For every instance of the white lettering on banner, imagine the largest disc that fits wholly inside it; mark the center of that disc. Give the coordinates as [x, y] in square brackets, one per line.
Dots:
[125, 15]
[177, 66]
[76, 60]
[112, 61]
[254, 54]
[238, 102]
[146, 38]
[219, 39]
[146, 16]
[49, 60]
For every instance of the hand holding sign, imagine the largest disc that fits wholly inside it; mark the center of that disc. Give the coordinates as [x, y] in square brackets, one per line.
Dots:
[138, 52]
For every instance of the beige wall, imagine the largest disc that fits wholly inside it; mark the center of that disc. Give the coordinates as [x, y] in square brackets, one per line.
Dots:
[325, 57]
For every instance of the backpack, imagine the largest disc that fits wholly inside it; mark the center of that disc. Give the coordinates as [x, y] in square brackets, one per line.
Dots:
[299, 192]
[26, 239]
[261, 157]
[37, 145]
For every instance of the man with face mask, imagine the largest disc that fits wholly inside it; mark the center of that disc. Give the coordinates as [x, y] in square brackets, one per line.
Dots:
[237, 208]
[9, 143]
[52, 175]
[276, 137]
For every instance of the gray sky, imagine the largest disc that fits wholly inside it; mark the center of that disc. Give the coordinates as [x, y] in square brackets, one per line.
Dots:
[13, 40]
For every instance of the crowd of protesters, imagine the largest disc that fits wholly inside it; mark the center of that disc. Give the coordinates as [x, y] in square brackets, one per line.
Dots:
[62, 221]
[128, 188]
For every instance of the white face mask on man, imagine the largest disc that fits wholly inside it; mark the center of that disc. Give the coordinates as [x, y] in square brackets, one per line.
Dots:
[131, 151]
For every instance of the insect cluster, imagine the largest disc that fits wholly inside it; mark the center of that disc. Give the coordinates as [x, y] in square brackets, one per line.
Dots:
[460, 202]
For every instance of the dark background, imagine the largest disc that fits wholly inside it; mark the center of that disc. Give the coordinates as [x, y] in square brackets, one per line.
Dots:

SHORT PROBLEM: Write out exactly the lines of the entries above that run from the line containing "For every instance of the gray" through the last line, including both.

EXERCISE OUTPUT:
For every instance of the gray sky, imagine the largest disc that fits wholly inside it; mark the center of that disc. Give the coordinates as [x, y] in square brackets, one per line.
Dots:
[13, 40]
For every instance of the crowd of protesters, imagine the largest disc that fits wholly inside it; mark the center of that disc. Give the coordinates as [x, y] in square brackets, one per line.
Dots:
[62, 221]
[128, 188]
For every instance of the white face mask on man, imagine the largest disc that fits wholly inside it; mark the center of that disc. Give the coordinates as [x, y] in square brackets, one per line.
Dots:
[131, 151]
For every instance of the insect cluster, imagine the largest disc that fits wholly inside it; mark the center of that disc. Give the coordinates as [x, y] in square brackets, one per line.
Dots:
[460, 202]
For every instance of the dark background, imagine the largest disc that fits wholly inside it; mark the center of that disc. Give the coordinates as [x, y] in square brackets, one per line.
Dots:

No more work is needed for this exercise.